Source records
=== Begin Enclosure ===

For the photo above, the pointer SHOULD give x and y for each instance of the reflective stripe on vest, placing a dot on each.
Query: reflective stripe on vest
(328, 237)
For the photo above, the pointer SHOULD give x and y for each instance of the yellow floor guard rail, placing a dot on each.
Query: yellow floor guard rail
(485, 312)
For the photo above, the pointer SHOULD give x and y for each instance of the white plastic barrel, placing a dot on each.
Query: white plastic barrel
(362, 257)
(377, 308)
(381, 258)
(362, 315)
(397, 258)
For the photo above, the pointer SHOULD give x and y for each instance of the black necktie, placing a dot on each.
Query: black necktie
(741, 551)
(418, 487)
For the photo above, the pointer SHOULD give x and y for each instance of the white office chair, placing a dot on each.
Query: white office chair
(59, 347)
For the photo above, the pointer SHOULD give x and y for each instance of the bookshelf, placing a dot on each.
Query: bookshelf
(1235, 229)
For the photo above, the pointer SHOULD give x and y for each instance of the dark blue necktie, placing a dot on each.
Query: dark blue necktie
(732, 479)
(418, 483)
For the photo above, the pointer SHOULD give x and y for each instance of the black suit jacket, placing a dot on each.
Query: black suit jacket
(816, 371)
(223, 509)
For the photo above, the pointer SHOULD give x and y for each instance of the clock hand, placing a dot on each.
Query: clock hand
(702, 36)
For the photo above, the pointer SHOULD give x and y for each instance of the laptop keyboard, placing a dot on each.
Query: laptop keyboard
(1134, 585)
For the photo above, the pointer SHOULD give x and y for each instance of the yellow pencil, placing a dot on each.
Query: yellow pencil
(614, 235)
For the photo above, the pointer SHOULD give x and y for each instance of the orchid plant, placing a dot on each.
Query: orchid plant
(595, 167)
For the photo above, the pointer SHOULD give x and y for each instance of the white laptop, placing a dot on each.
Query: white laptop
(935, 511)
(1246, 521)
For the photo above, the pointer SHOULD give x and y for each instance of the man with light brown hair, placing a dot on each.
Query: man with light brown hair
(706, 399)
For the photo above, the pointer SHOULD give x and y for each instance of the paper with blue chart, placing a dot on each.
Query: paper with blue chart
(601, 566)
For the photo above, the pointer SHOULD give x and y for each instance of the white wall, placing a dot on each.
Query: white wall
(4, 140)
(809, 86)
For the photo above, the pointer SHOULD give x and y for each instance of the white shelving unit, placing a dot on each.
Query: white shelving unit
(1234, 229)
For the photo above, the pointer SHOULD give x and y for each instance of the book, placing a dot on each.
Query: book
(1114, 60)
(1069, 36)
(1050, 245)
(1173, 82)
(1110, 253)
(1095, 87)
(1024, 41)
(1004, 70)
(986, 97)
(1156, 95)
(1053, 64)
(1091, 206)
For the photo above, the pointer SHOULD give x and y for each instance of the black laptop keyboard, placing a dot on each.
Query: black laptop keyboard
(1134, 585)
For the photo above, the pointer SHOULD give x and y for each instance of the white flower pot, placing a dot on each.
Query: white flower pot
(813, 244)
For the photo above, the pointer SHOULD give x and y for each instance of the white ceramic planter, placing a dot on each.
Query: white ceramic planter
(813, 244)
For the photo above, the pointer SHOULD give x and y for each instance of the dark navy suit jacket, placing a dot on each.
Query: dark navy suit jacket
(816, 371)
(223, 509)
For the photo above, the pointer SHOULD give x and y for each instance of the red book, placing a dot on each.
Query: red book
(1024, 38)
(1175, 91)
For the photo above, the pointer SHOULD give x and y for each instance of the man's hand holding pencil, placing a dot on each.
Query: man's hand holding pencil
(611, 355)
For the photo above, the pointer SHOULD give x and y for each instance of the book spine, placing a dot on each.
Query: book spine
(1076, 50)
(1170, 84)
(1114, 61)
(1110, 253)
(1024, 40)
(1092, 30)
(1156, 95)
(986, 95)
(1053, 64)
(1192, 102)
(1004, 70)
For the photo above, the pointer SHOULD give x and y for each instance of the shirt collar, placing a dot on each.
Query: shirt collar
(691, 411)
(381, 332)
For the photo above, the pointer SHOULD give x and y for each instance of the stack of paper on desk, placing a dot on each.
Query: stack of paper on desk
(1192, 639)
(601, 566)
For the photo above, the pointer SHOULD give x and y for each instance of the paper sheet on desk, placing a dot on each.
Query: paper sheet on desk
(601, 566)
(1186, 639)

=== End Enclosure ===

● **WORK ORDER**
Every record above is to be transcribed exactly as written.

● **EXERCISE RESULT**
For the photo above, the pointer SHOULD give x and y for each instance of the reflective stripe on vest, placing a dot on each.
Query: reflective stripe on vest
(328, 237)
For the photo above, the pointer SHOULD give x and y for each instance of the yellow floor guard rail, placing a dot on each.
Query: yellow floor guard rail
(485, 312)
For the photo above, the pointer SHOULD give x and y for each instance of the white plastic barrel, placing a dot on each.
Query: white plastic barrel
(362, 257)
(377, 308)
(381, 258)
(362, 315)
(397, 258)
For the photo above, the pointer SHOULD give x and y for each instance of the black necktie, placing a dot on each.
Query: black necktie
(741, 551)
(418, 487)
For the photo above, the pointer SHOULD give x and y for each instance of the white office chair, placing a dot on each.
Query: white office chair
(59, 347)
For the photo above, the pointer SHOULD give x and y for each instance of the bookshelf, placing a dot on each.
Query: bookshelf
(1235, 229)
For the photo above, the pointer SHOULD give x and y for each instance of the dark blue necktie, placing a dot on each.
Query: dark blue necktie
(732, 479)
(418, 483)
For the photo above, the pointer SHOULD give x and y for each instance of the black suit jacket, placing a dot on each.
Query: black suit jacket
(816, 371)
(223, 509)
For the photo above, the pointer SHOULD give x and y for each instance of the clock hand, placing a dot on each.
Query: clock hand
(702, 36)
For the photo above, the pointer SHOULD give x and y for each instance of the laptop keyboard, placing a dot on each.
Query: laptop keyboard
(1134, 585)
For the photo above, the pointer SHOULD give x and y for each instance of the yellow pencil, placing a dot on each.
Query: yellow pencil
(614, 235)
For the photo above, the pointer SHOULD give x and y for each instance of the orchid plant, placing a dot on each.
Query: orchid plant
(595, 167)
For the photo above, the pointer SHOULD give x and y for each instance of the white laptop, placing a dot on each.
Query: white laptop
(935, 511)
(1246, 521)
For the photo above, the pointer SHOULD give x and y for each instance of the man with light brown hair, placing a dot on each.
Query: man with light brown hair
(706, 399)
For the photo above, the pointer SHOULD give x and y for each instance of the paper with blue chart, placing a dot on each.
Query: paper with blue chart
(601, 566)
For the photo above, the pointer SHOULD give x and y for each instance of the white wall, placing a dot on each.
Query: white wall
(4, 140)
(809, 86)
For the photo above, the pointer SHOULD give x and y for each instance of the white shelving unit, placing a dot on each.
Query: white shelving unit
(1234, 229)
For the photo above, the pointer SHOULD give x and y for each instance of the book, placing a dot on each.
Query: book
(1114, 60)
(1069, 36)
(1050, 245)
(1173, 82)
(1110, 253)
(1095, 87)
(1024, 41)
(1004, 70)
(986, 97)
(1156, 95)
(1053, 64)
(1091, 206)
For the photo above, the pointer SHOULD give x and y for each instance of the black laptop keyboard, placing a dot on each.
Query: black laptop keyboard
(1134, 585)
For the photo above, the pointer SHOULD give x and y for each instance of the white flower pot, placing a dot on each.
Query: white flower pot
(813, 244)
For the photo above, the pointer SHOULD give x and y for each instance of the white ceramic planter, placing a dot on each.
Query: white ceramic planter
(813, 244)
For the photo above, the pointer SHOULD give x and y for each instance of the dark navy suit jacket, placing a dot on each.
Query: dark navy suit jacket
(816, 371)
(223, 509)
For the photo above, the pointer SHOULD give x and y for each instance of the red book, placing a dot on each.
Query: red book
(1024, 38)
(1175, 91)
For the photo above, the pointer SHOULD give x and y for each instance of the man's hand holding pencil, placing a dot on each.
Query: man's hand holding pencil
(611, 355)
For the photo above, the pointer SHOULD give x and y for each instance of the book spine, placing a dot on each.
Query: book spine
(1076, 50)
(1170, 84)
(1114, 61)
(1110, 253)
(1024, 40)
(1092, 30)
(1156, 95)
(986, 95)
(1053, 64)
(1192, 102)
(1004, 70)
For the photo above, the pointer SHOULD give x and y for each instance of the shirt collar, placing a dot on each.
Query: shirt collar
(691, 411)
(381, 332)
For the photo above, the pointer SHOULD give x and y for each instance of the stack of paper on desk, placing a dot on each.
Query: stack of paper on desk
(1192, 639)
(601, 566)
For the photo above, the pointer SHOULD give x and y for each instance of the paper sheet on desk, placing a dot on each.
Query: paper sheet on desk
(601, 566)
(1186, 639)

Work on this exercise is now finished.